▶ TASK GOAL: When you transcribe the lines below, keep every word the same and leave the pictures behind.

=== Section Start ===

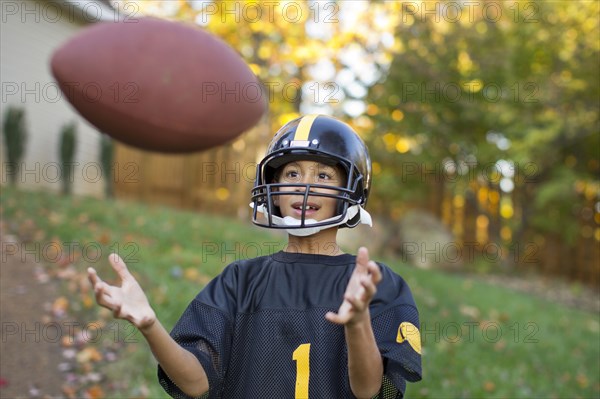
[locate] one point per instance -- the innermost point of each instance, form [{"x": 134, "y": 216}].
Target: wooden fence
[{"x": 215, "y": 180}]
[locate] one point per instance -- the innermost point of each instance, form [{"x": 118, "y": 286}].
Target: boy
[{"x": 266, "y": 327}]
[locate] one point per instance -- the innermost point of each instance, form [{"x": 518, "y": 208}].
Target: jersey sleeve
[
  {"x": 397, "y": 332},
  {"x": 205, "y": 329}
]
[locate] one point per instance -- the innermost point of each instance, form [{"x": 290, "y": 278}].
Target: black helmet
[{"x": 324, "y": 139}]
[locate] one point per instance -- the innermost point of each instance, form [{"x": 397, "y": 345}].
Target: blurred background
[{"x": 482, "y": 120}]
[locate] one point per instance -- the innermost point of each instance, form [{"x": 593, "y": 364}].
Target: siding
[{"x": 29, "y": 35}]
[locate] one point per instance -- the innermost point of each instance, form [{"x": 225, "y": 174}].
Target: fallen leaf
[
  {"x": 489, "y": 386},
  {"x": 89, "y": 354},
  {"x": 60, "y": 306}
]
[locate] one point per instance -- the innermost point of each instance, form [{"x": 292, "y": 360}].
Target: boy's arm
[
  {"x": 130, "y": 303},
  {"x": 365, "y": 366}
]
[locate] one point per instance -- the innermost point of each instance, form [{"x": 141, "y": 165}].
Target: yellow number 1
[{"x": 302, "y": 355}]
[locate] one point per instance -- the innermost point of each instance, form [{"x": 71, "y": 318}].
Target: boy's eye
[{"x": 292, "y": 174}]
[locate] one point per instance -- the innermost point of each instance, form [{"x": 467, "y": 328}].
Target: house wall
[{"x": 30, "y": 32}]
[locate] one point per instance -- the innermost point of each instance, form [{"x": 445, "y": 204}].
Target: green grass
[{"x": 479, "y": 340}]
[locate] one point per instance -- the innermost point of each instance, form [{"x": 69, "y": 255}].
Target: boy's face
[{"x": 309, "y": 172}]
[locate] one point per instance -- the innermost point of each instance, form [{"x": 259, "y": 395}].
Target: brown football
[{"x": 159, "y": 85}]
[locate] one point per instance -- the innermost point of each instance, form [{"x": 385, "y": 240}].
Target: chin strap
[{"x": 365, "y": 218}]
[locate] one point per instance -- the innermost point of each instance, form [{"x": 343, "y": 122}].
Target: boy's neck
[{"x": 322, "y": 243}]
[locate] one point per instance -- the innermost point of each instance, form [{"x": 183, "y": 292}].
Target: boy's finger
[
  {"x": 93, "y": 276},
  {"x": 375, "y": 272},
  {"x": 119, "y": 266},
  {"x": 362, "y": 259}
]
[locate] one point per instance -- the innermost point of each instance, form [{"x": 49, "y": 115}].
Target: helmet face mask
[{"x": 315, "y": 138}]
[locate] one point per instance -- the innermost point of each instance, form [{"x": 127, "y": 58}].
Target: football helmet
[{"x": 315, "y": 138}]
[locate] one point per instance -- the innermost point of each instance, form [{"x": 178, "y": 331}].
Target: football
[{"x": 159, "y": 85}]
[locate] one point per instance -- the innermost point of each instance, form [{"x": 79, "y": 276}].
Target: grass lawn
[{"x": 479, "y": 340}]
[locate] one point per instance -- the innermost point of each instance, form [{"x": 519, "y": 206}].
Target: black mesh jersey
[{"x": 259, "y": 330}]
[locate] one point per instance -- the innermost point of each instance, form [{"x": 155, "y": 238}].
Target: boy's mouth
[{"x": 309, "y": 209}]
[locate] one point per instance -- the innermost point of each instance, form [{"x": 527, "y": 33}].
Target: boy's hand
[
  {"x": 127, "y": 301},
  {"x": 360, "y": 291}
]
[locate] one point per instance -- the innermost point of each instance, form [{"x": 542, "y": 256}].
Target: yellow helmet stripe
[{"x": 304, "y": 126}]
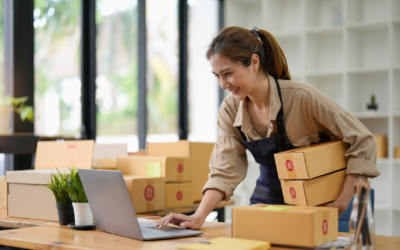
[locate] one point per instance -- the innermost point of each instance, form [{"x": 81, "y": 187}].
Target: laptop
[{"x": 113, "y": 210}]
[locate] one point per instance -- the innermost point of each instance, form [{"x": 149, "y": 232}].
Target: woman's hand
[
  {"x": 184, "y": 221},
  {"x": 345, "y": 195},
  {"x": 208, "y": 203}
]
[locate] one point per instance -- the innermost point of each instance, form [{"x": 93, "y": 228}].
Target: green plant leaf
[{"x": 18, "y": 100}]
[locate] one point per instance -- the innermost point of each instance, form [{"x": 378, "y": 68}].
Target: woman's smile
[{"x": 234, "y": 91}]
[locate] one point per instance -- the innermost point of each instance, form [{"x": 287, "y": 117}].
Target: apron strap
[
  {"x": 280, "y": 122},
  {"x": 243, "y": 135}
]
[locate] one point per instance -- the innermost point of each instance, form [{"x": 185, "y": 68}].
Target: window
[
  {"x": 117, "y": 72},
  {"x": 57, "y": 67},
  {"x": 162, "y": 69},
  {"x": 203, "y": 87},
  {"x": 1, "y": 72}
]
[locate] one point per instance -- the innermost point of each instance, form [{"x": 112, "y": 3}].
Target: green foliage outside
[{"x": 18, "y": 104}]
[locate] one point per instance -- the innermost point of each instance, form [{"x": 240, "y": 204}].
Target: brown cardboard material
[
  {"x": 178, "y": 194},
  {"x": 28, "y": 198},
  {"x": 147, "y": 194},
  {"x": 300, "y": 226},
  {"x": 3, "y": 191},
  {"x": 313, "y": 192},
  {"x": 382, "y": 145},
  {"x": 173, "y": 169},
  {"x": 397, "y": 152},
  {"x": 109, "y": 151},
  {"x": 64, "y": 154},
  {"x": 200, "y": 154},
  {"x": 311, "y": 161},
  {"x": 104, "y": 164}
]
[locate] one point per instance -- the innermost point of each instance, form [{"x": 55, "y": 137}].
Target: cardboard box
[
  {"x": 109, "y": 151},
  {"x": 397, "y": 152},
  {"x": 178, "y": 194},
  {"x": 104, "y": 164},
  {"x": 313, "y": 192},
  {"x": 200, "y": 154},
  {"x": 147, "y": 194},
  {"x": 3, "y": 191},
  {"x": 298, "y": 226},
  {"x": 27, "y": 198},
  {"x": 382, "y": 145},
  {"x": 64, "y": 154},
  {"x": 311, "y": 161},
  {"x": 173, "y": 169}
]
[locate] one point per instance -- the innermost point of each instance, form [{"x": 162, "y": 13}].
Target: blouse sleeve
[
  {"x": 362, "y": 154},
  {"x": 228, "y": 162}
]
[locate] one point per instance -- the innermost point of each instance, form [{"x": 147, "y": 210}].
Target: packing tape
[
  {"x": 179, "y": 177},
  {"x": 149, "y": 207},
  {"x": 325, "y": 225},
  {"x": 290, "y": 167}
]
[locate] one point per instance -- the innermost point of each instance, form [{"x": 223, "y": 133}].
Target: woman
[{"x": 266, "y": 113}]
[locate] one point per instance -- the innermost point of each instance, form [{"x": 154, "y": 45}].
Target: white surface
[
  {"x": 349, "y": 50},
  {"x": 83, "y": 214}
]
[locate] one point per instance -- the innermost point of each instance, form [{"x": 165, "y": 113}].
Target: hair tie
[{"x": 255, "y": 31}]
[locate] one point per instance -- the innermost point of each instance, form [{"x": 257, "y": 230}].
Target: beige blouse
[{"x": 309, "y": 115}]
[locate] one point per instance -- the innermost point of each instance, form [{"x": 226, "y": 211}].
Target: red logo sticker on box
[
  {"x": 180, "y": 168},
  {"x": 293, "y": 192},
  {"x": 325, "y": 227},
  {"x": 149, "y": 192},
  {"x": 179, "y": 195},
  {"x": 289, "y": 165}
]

=== Section End ===

▶ OUTPUT BELOW:
[locate] one point per instance -- the innermost point of each instance, form [{"x": 134, "y": 216}].
Target: wooden fence
[{"x": 215, "y": 180}]
[locate] one point per instance -- the innermost point of each instance, form [{"x": 118, "y": 286}].
Target: boy
[{"x": 266, "y": 327}]
[locate] one point per instance -- the innermost point of each instance, form [{"x": 518, "y": 208}].
Target: jersey sleeve
[
  {"x": 397, "y": 332},
  {"x": 205, "y": 329}
]
[locate] one point per instance -- the innermost point of each instance, form [{"x": 290, "y": 278}].
Target: black helmet
[{"x": 324, "y": 139}]
[locate] one point per instance -- the innermost point of each instance, form [{"x": 397, "y": 345}].
Target: blurred background
[{"x": 482, "y": 120}]
[locate] one point per instance -- the innermost point of each instance, form [{"x": 593, "y": 364}].
Target: siding
[{"x": 29, "y": 35}]
[locate] one point per instance -- the innermost point of each instance, form [{"x": 225, "y": 174}].
Target: fallen leaf
[
  {"x": 489, "y": 386},
  {"x": 89, "y": 354},
  {"x": 60, "y": 306}
]
[locate] one point per instance -- the innermost point of each instance, form [{"x": 292, "y": 360}].
Target: boy's arm
[
  {"x": 130, "y": 303},
  {"x": 365, "y": 366}
]
[locate] one point per instance -- the innermost point of each instance, form [{"x": 141, "y": 165}].
Target: yellow number 1
[{"x": 302, "y": 355}]
[locate] one point per instance -- the innermost point of each instance, form [{"x": 71, "y": 318}].
Target: boy's eye
[{"x": 292, "y": 174}]
[locate] one point per instance -- the innermost point of each instance, form [{"x": 467, "y": 328}].
Target: house wall
[{"x": 30, "y": 32}]
[locate] one point per instance -- the innermost point of each instance, form [{"x": 445, "y": 204}].
Target: green grass
[{"x": 479, "y": 340}]
[locate] one point per instance -- the innermost point of each instance, form [{"x": 69, "y": 255}].
Target: boy's face
[{"x": 309, "y": 172}]
[locate] one point per instance -- the innermost point of each instance, form [{"x": 259, "y": 395}].
Target: brown football
[{"x": 159, "y": 85}]
[locate] one point per instance -- the innermost point of each instance, form [{"x": 385, "y": 240}].
Target: chin strap
[{"x": 365, "y": 218}]
[locate] one point per instance -- the innermost point of each instance, form [{"x": 343, "y": 122}].
Target: boy's neck
[{"x": 322, "y": 243}]
[locate] one point per instance -- the innermost point of each instance, form [{"x": 183, "y": 292}].
Target: boy's finger
[
  {"x": 93, "y": 276},
  {"x": 375, "y": 272},
  {"x": 119, "y": 266},
  {"x": 362, "y": 259}
]
[locate] one point per instance -- the innermost point of each instance, form [{"x": 49, "y": 115}].
Target: helmet face mask
[{"x": 315, "y": 138}]
[locate] one point per instance -- the innermost point of each instance, form [{"x": 127, "y": 58}].
Target: football helmet
[{"x": 315, "y": 138}]
[locate] one point per instance -- the innermost point of each instance, form [{"x": 178, "y": 331}].
Target: football
[{"x": 159, "y": 85}]
[locate] one point per instance -- the innermost point of each instance, form [{"x": 79, "y": 276}].
Target: grass lawn
[{"x": 479, "y": 340}]
[locate] one point per instance -- the innermost point of each instance, form [{"x": 519, "y": 206}].
Target: black mesh jersey
[{"x": 259, "y": 330}]
[locate] one point per instance -- the innermost point of each instance, form [{"x": 155, "y": 238}].
Target: boy's mouth
[{"x": 309, "y": 209}]
[locate] one point per instance -- the innermost point of each instance, form [{"x": 527, "y": 33}].
Target: boy's hand
[
  {"x": 127, "y": 301},
  {"x": 360, "y": 291}
]
[locate] one point per instance -- the innermost point of each instance, form [{"x": 542, "y": 256}].
Target: yellow helmet stripe
[{"x": 304, "y": 126}]
[locate] one point per instance -- the innermost point of each instance, form [{"x": 81, "y": 187}].
Target: laptop
[{"x": 113, "y": 210}]
[locate] one point per instance -- the innermost point of each instance, form [{"x": 149, "y": 232}].
Target: woman's hand
[
  {"x": 184, "y": 221},
  {"x": 345, "y": 195},
  {"x": 208, "y": 203}
]
[locate] one point per instance -- the innermost point of each instance, form [{"x": 93, "y": 228}].
Target: green plant leaf
[{"x": 18, "y": 100}]
[locate] one point per instance -- the innermost point of each instance, form [{"x": 378, "y": 68}].
Target: woman's smile
[{"x": 234, "y": 91}]
[locate] one point per instance -- the innermost point of each instance, form [{"x": 287, "y": 117}].
Target: apron strap
[
  {"x": 280, "y": 122},
  {"x": 243, "y": 135}
]
[locate] one point per instance -- the innermost point of each instance, form [{"x": 185, "y": 68}].
Target: window
[
  {"x": 117, "y": 72},
  {"x": 57, "y": 67},
  {"x": 162, "y": 69},
  {"x": 203, "y": 87},
  {"x": 1, "y": 72}
]
[locate] one point per instance -- the innermost point of each instance, form [{"x": 112, "y": 3}].
Target: green foliage outside
[{"x": 18, "y": 104}]
[locate] one point per instance -- the innermost point of each instance, form [{"x": 240, "y": 204}].
Target: brown cardboard material
[
  {"x": 178, "y": 194},
  {"x": 28, "y": 198},
  {"x": 147, "y": 194},
  {"x": 300, "y": 226},
  {"x": 3, "y": 191},
  {"x": 313, "y": 192},
  {"x": 382, "y": 145},
  {"x": 173, "y": 169},
  {"x": 397, "y": 152},
  {"x": 109, "y": 151},
  {"x": 64, "y": 154},
  {"x": 200, "y": 154},
  {"x": 311, "y": 161},
  {"x": 104, "y": 164}
]
[locate] one point per instance -- the innermost point of each instance, form [{"x": 55, "y": 137}].
Target: cardboard box
[
  {"x": 109, "y": 151},
  {"x": 397, "y": 152},
  {"x": 178, "y": 194},
  {"x": 104, "y": 164},
  {"x": 313, "y": 192},
  {"x": 200, "y": 154},
  {"x": 147, "y": 194},
  {"x": 3, "y": 191},
  {"x": 298, "y": 226},
  {"x": 27, "y": 198},
  {"x": 382, "y": 145},
  {"x": 64, "y": 154},
  {"x": 311, "y": 161},
  {"x": 173, "y": 169}
]
[locate] one point per instance -- the innermost point of each instance, form [{"x": 162, "y": 13}].
Target: blouse sleeve
[
  {"x": 362, "y": 154},
  {"x": 228, "y": 162}
]
[locate] one point per instance -- the innermost point of each instance, form [{"x": 147, "y": 210}].
Target: packing tape
[
  {"x": 179, "y": 177},
  {"x": 149, "y": 207},
  {"x": 325, "y": 225},
  {"x": 290, "y": 167}
]
[locate] one point per instance -- the innermost point of each instance, form [{"x": 223, "y": 133}].
Target: woman
[{"x": 266, "y": 113}]
[locate] one point per instance -- the innermost point of each instance, form [{"x": 154, "y": 45}].
Target: white surface
[
  {"x": 349, "y": 50},
  {"x": 83, "y": 214}
]
[locate] one point per instance -- the innermost point of each instance, form [{"x": 165, "y": 113}].
Target: hair tie
[{"x": 255, "y": 31}]
[locate] one point per instance -- the innermost point of each instance, form [{"x": 257, "y": 230}].
Target: beige blouse
[{"x": 309, "y": 115}]
[locate] one point per instance -- the innermost point of each instance, form [{"x": 226, "y": 211}].
Target: red logo sticker on box
[
  {"x": 180, "y": 168},
  {"x": 293, "y": 192},
  {"x": 325, "y": 227},
  {"x": 149, "y": 192},
  {"x": 179, "y": 195},
  {"x": 289, "y": 165}
]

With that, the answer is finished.